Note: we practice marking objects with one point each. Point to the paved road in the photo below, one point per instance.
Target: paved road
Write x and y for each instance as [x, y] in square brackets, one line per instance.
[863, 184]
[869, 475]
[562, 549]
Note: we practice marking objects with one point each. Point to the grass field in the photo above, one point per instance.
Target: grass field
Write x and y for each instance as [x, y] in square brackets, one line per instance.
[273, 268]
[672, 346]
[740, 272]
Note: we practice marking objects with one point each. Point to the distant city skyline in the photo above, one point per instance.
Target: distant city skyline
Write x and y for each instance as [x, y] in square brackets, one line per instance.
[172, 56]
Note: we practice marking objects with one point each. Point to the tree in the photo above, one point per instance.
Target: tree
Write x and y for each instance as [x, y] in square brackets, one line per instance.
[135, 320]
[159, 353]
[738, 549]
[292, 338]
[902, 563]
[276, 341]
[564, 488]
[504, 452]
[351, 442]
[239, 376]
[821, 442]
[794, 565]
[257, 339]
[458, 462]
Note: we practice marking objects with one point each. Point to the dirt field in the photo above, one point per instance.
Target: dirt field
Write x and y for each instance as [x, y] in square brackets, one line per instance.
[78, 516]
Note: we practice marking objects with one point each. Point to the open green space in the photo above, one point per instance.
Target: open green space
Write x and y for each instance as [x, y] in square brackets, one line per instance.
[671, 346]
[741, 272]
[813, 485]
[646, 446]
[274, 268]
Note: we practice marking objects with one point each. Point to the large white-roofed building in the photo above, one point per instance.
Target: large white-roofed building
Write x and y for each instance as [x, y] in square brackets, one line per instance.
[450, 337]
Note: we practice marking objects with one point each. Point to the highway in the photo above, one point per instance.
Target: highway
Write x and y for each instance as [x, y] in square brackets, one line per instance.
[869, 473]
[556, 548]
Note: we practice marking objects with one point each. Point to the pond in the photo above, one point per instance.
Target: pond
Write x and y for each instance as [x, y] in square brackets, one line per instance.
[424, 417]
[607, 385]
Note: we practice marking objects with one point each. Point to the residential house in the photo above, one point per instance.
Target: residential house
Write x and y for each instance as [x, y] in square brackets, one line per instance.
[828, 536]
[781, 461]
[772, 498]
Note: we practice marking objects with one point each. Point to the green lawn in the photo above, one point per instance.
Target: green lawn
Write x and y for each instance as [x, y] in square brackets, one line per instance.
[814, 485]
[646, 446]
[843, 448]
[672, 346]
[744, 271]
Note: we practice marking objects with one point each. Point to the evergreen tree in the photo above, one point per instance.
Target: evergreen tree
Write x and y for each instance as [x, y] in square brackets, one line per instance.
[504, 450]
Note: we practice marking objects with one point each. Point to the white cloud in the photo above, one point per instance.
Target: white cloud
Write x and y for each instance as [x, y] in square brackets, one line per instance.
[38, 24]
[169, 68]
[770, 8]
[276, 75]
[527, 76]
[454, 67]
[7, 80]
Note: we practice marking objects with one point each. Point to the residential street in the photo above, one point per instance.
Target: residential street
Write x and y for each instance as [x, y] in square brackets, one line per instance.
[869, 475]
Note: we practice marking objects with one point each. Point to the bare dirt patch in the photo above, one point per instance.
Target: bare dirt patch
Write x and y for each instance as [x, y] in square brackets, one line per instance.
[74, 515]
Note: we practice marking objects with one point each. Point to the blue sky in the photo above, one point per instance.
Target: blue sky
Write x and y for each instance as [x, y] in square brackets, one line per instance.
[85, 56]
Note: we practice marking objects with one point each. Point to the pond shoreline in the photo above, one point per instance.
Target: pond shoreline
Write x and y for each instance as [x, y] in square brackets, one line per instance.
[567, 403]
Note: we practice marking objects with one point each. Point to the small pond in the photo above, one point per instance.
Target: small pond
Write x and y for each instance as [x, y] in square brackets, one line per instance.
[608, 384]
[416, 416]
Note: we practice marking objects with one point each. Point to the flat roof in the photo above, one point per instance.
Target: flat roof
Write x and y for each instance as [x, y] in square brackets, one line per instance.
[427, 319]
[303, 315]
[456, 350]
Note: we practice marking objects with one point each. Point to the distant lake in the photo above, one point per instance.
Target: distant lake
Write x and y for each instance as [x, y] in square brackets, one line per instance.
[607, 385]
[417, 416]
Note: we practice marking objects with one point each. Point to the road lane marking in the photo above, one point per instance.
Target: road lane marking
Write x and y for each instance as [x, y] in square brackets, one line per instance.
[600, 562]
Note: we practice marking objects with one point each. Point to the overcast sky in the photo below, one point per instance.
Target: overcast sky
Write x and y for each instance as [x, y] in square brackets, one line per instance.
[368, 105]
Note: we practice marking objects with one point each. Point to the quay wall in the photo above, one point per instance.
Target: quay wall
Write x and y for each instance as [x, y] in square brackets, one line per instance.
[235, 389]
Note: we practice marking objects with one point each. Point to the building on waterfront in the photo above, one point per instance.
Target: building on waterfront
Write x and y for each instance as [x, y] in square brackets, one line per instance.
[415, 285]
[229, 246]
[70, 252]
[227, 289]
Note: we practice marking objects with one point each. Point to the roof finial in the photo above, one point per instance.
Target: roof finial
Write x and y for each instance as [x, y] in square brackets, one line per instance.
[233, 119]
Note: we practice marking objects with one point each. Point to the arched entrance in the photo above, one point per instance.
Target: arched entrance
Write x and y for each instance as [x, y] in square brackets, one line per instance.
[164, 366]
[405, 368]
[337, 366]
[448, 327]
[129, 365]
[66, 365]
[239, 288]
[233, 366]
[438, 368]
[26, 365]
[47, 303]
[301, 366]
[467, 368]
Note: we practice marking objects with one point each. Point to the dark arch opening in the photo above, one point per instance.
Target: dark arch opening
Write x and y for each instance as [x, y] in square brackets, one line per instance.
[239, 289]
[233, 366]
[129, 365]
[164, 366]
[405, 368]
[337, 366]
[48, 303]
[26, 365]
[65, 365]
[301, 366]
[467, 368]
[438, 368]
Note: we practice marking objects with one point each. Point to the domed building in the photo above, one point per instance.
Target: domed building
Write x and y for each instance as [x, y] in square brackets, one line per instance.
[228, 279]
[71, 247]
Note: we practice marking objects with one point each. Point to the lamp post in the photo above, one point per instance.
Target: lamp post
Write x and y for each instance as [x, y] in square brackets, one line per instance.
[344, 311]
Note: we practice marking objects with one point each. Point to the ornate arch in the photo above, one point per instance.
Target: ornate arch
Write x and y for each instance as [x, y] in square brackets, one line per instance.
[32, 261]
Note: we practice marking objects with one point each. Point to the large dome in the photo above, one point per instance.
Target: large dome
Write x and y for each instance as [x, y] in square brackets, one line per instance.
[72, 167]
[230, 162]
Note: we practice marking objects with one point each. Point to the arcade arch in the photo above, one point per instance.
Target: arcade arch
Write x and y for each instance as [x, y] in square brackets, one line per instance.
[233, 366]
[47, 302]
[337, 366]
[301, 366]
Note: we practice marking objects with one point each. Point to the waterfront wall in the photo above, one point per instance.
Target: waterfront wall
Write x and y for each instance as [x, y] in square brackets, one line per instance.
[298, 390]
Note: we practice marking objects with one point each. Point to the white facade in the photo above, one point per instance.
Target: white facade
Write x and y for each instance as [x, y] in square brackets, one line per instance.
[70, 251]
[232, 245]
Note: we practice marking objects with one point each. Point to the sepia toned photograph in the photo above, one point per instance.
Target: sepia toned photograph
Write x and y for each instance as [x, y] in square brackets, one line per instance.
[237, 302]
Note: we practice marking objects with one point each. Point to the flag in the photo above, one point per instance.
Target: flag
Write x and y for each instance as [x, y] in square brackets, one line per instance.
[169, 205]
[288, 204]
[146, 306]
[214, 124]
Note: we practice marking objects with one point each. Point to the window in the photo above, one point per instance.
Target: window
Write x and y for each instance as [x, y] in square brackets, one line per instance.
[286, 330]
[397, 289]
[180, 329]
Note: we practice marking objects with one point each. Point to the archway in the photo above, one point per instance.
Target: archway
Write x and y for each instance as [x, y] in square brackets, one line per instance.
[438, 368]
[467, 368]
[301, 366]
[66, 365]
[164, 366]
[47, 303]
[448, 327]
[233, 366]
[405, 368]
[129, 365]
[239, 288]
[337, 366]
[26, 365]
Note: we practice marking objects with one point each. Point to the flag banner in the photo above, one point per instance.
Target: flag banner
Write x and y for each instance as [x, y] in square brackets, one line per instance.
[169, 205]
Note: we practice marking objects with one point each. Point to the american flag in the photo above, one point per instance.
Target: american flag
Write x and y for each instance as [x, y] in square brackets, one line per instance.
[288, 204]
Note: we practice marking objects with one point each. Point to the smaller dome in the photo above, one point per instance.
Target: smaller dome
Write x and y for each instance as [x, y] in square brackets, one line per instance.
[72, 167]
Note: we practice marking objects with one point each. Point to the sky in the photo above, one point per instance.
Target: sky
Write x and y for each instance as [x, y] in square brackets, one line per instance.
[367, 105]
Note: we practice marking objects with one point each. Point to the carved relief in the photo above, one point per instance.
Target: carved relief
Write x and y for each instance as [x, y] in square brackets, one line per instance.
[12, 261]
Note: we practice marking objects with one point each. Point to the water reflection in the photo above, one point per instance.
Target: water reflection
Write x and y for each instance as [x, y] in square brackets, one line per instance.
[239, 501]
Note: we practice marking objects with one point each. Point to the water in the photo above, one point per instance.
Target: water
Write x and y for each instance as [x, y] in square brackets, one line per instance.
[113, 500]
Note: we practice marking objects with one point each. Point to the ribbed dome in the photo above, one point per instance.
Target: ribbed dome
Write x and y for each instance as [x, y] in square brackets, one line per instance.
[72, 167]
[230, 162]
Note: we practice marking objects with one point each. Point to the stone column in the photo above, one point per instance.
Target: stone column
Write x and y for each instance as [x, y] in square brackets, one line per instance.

☆ ☆ ☆ ☆ ☆ ☆ ☆

## Problem to solve
Include both ends. Return the line holding "the water in" and all lines after it in the records above, exactly as written.

## Final result
Note: we practice marking objects with one point each. Point to the water in the photo above, one point per instance.
Target: water
Write x and y for each instance as [x, y] in square brackets, one line per instance.
[113, 500]
Note: we practice marking objects with one point each. Point to the ribbed dome in the photo above, one point per instance.
Target: ribbed dome
Write x and y for each instance as [x, y] in square brackets, one line per instance.
[72, 167]
[230, 162]
Note: we practice marking objects with one point each. Point to the stone column in the photo above, one point per instance.
Target: stone column
Write x and y for each instance as [x, y] in square brackets, one line per instance.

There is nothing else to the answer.